### Excerpted passage:
The idea with traditional brines is to create a super concentrated solution, submerge the meat, and retrieve it quickly before it over-absorbs the salt solution and comes out too salty.  That’s not quite exact enough for me, theres just too much room for error – you accidentally leave your meat in the brine 12 hours longer than you planned and suddenly the flavor is totally off. So I went looking for a better solution and found it in the form of the equilibrium brine. The idea here is to do the math to formulate a brine that will be exactly as salty as you’d like your final product to be, and leave it in long enough to achieve equilibrium – that is to say, so that the brine solution and the meat posses equal concentrations of salt.  Here’s how you do it:

Equilibrium Brine Procedure 
1. Weigh out the meat you’ll be brining, along with the amount of water needed to completely submerge it.  I like to brine in un-sealed cryo bags which reduce the need to fill an entire squared off container; this method usually requires an amount of water about 30-40% the weight of the meat.

2.  Once you have that total weight of the meat + water, determine your desired level of salt concentration.  Most likely you’d be looking for somewhere between 1%-2%, any less and it won’t have much effect, any more and it’ll be overly salty with a weird texture.  Multiply your total weight of meat plus water by the desired end concentration of salt, and add that weight in salt to the water, plus any spices you want to get in there.

3.  Let the meat hang out in the brine long enough to establish equilibrium.  For big roasts like I make in this recipe, I usually let it go for 5 days.  Smaller pieces don’t need as long, sometimes a little as a day for little steaks.  The beauty of this technique is it’s impossible to over-brine – just don’t let it stay in there for weeks, as the brine itself starts to get a little weird at that point.

### Exercise objective:
List every length of time that the brining passage above mentions.

### Data extract:
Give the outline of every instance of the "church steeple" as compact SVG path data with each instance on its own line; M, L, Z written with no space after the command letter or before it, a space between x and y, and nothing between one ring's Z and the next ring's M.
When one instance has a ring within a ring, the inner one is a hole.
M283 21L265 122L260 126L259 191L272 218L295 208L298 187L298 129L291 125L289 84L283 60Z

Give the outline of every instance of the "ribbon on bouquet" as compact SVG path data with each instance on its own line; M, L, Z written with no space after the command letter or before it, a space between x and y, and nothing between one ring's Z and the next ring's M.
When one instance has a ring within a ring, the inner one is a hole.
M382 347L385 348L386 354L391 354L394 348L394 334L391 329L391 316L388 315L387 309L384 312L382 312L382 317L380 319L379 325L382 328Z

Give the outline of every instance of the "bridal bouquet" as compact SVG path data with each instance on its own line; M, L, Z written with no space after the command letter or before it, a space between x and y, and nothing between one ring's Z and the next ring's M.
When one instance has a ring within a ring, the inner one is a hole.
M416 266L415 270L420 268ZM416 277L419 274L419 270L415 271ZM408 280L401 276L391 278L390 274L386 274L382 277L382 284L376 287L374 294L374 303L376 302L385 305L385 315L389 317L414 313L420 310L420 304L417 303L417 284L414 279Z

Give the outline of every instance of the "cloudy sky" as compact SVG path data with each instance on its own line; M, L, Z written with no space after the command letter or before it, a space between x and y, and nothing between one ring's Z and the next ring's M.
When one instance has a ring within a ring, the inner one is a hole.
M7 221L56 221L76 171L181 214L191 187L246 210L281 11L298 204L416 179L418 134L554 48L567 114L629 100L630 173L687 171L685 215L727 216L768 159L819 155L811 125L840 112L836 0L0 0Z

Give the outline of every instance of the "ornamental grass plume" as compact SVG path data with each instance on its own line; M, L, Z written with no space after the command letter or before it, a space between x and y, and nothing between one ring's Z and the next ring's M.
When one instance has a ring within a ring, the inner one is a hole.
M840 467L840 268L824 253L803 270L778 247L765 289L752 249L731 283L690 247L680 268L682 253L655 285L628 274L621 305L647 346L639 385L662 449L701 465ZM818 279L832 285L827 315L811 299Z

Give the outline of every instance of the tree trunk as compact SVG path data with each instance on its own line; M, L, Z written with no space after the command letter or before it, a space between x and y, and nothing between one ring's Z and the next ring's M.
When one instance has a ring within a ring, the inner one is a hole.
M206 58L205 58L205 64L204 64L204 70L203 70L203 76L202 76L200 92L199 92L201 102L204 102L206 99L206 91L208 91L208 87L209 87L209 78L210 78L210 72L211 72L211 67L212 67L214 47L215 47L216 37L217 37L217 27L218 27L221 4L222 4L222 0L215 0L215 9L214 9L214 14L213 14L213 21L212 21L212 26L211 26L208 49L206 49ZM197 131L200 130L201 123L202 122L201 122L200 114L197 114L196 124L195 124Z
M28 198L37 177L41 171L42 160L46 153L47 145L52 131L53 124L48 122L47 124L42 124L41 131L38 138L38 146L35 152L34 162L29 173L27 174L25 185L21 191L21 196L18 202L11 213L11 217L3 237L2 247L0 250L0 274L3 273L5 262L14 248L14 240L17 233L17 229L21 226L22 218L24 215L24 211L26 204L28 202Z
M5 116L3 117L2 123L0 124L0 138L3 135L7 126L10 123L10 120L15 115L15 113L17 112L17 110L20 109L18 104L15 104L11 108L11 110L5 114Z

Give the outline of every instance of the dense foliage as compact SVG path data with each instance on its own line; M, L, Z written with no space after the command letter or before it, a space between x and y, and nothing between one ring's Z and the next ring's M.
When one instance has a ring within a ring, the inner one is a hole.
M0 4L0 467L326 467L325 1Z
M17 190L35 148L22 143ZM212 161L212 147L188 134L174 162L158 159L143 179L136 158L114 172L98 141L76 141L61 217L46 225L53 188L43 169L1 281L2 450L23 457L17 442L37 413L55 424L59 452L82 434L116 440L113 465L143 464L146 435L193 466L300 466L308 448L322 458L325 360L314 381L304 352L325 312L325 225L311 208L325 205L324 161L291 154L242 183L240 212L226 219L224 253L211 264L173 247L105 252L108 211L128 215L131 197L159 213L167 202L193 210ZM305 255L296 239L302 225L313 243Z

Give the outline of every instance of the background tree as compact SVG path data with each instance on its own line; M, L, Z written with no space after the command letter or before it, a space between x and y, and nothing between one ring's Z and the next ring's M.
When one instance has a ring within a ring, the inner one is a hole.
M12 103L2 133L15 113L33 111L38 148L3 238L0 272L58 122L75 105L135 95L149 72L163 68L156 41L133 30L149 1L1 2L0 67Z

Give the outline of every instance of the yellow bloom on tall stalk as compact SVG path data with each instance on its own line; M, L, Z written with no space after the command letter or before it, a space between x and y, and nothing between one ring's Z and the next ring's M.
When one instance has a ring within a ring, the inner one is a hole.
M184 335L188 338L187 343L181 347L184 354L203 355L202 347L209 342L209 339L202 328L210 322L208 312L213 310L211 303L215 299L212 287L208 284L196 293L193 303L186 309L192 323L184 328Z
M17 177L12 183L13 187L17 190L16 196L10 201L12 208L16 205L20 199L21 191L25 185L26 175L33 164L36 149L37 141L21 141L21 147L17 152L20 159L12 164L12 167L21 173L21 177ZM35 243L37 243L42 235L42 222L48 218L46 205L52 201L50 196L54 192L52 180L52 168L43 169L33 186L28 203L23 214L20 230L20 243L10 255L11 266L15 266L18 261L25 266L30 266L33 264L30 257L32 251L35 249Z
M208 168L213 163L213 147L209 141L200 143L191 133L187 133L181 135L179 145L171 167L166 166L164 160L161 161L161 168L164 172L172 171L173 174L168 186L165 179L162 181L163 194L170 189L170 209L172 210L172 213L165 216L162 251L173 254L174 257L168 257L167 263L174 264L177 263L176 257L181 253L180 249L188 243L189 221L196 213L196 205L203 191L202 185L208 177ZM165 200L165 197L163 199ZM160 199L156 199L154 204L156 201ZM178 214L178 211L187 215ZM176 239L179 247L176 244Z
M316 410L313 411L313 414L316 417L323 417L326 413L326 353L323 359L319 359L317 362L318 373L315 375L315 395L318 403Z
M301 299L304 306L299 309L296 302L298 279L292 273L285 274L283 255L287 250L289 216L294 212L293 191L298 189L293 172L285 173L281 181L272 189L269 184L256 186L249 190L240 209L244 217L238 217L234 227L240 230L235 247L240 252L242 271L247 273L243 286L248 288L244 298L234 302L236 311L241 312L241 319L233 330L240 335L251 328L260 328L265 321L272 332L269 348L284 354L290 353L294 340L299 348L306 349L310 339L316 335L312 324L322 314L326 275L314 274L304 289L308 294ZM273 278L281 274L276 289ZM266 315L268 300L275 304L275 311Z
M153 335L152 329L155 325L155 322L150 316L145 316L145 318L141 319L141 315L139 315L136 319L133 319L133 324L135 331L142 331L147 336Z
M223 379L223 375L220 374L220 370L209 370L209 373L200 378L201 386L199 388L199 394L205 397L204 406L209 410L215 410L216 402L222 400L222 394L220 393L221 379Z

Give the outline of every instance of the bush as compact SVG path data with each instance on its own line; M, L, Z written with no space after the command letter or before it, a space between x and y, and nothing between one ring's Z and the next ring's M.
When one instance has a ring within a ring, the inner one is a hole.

### Right answer:
12 hours, 5 days, a day, weeks